Although, in ruling on a motion for j.m.l., a district court should refrain from making credibility determinations, see Conkling v. Turner, 18 F.3d 1285, 1300 (5th Cir. 1994), the court did not necessarily do so here. Mervine's testimony does not establish that GAC advertised directly to consumers, nor even that GAC lacked a policy prohibiting such advertising. All Mervine's testimony establishes is that if such a policy existed or such advertisement took place, he was unaware of it. His testimony, therefore, does not directly contradict Dohn's. Viazis's testimony has a greater tendency to undercut the existence of a longstanding policy against direct advertisement but does not contradict GAC's contention that it had not engaged in direct advertisement in the preceding decade.
In any event, even if the court improperly evaluated the credibility of these two witnesses in arriving at its conclusions, the legal result would be the same. Although proof of a preexisting policy tends to support an inference of independent conduct, see Matrix Essentials, Inc. v. Emporium Drug Mart, Inc., 988 F.2d 587, 594 (5th Cir. 1993); Culberson, Inc. v. Interstate Elec. Co., 821 F.2d 1092, 1094 (5th Cir. 1987), the absence of such a policy does not necessarily support an inference of conspiracy. As discussed in part I.B.2 infra, GAC was entitled to act in response to customer complaints irrespective of whether it had a preexisting policy.
As discussed above, in the absence of direct evidence of a conspiracy, an antitrust plaintiff must present evidence tending to exclude the possibility of independent conduct. Monsanto, 465 U.S. at 768, 104 S.Ct. 1464. To do so, Viazis was required to demonstrate that GAC and AAO "had a conscious commitment to a common scheme designed to achieve an unlawful objective." Id. Although the Dohn letter contains evidence of complaints received by GAC from accounts in the Dallas area, such complaints are insufficient evidence of concerted action, because "[d]ealer-initiated contact fails to establish that a manufacturer has imposed restrictions collusively, not based on its independent business judgment." In Culberson, this court specifically held that a manufacturer's action in the face of customer complaints is not a sufficient basis for a finding of conspiracy.
Culberson, 821 F.2d at 1094; see also Matrix Essentials, 988 F.2d 587.
See Culberson, 821 F.2d at 1093. Viazis's attempts to distinguish the Monsanto line of cases are unpersuasive. He accurately notes that the reasoning in Monsanto and its progeny reflects some concern that allowing dealer complaints to serve as evidence of conspiracy would deter legitimate business strategies, such as the adoption of marketing strategies using nonprice restrictions. Viazis contends that such concerns are not implicated here, because "conspiracies aimed at stamping out promising new technology should not be made unduly difficult to prove."
Even if manufacturers' ability to impose legitimate nonprice restrictions were the principal focus of Monsanto, this conclusional statement fails to offer any ground for distinguishing the present case. This case implicates GAC's ability to enforce its particular marketing strategy, namely, that of marketing to health professionals rather than the public, and therefore is not distinguishable from Monsanto on the ground argued by Viazis.

**RECORDED DATA**
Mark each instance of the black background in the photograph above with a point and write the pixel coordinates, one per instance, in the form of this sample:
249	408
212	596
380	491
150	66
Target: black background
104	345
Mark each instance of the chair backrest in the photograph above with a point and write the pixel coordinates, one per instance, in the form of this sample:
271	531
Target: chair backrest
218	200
* * *
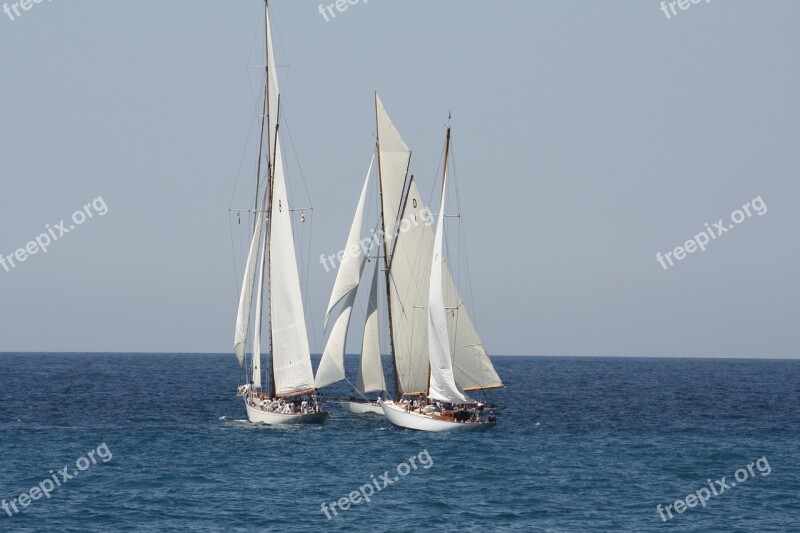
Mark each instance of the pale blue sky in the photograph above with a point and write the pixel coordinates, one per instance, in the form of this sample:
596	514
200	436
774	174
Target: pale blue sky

**DIRECTIVE**
Rewrite the antitrust ruling from "In any event, even" up to and including "a preexisting policy.", substituting "established" for "preexisting".

**TASK RESULT**
In any event, even if the court improperly evaluated the credibility of these two witnesses in arriving at its conclusions, the legal result would be the same. Although proof of a established policy tends to support an inference of independent conduct, see Matrix Essentials, Inc. v. Emporium Drug Mart, Inc., 988 F.2d 587, 594 (5th Cir. 1993); Culberson, Inc. v. Interstate Elec. Co., 821 F.2d 1092, 1094 (5th Cir. 1987), the absence of such a policy does not necessarily support an inference of conspiracy. As discussed in part I.B.2 infra, GAC was entitled to act in response to customer complaints irrespective of whether it had a established policy.